### INPUT DATA

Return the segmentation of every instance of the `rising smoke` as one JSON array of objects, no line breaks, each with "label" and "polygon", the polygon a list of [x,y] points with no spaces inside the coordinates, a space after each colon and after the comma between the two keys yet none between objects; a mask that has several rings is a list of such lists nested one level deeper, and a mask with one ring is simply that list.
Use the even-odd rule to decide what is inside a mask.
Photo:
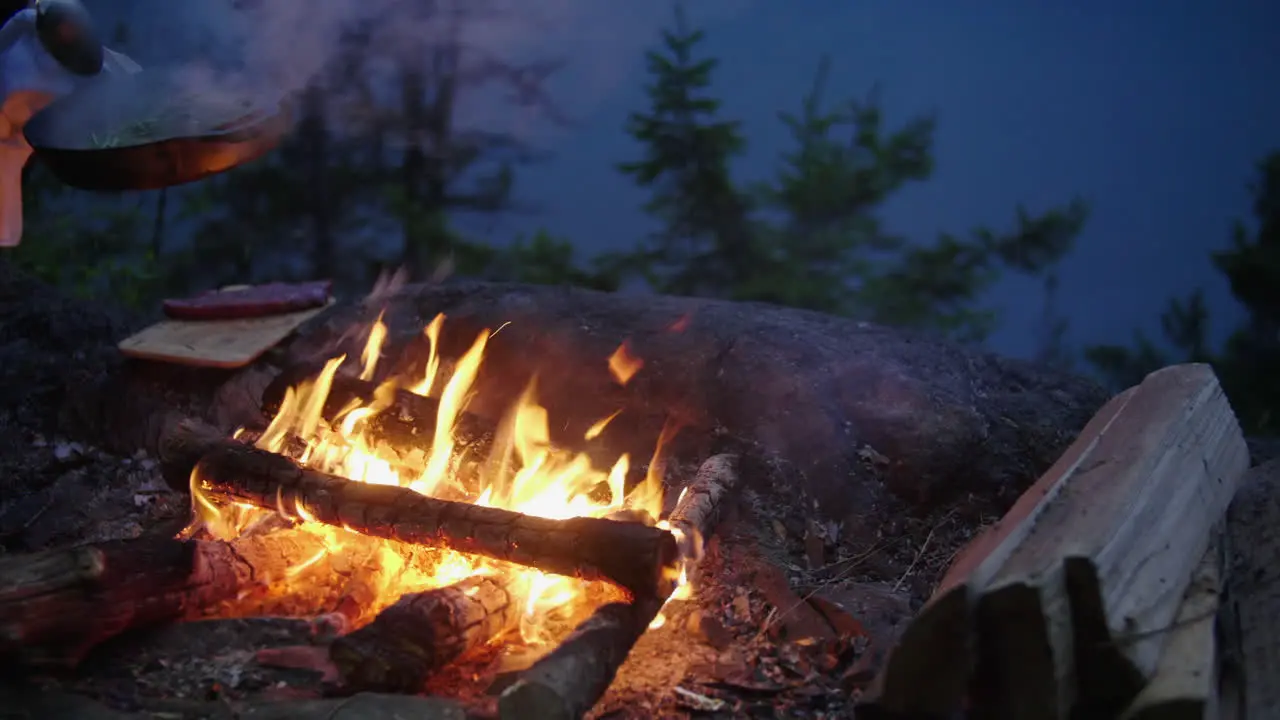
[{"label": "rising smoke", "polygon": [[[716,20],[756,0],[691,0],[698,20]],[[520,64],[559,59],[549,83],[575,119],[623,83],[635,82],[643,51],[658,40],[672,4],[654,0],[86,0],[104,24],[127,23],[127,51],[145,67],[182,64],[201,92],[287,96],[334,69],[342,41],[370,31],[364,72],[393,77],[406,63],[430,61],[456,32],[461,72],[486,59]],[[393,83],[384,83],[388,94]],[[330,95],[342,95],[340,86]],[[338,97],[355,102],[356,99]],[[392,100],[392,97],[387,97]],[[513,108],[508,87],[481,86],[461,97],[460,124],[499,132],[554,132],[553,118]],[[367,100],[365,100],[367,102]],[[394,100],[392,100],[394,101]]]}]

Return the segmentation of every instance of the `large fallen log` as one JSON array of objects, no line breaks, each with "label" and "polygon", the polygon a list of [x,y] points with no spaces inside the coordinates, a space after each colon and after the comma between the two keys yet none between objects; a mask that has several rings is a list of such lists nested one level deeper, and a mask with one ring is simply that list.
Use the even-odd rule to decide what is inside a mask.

### AIM OF THE EXERCISE
List every line in the entries above containing the word "that". Case counts.

### TASK RESULT
Return the segmentation of every instance of the `rising smoke` as one JSON array of objects, no line breaks, each with "label" and "polygon", the polygon a list of [x,y] points with no spaces inside the coordinates, a space after each colon and after the comma between the two keys yet none between objects; a mask that has several rings is a list of such lists nested one level deeper, and a mask with one ring is simply that list.
Return the segmentation of every instance of the `large fallen log` as one JSON array of objects, no line breaks, each with "label" and "polygon", the polygon a list of [x,y] points with no spaces inside the coordinates, a space after each colon and after the comma between the two keys yet none between objects; a mask that has several rings is a list of such lists nested one level deeper, and a mask with one ring is simply that list.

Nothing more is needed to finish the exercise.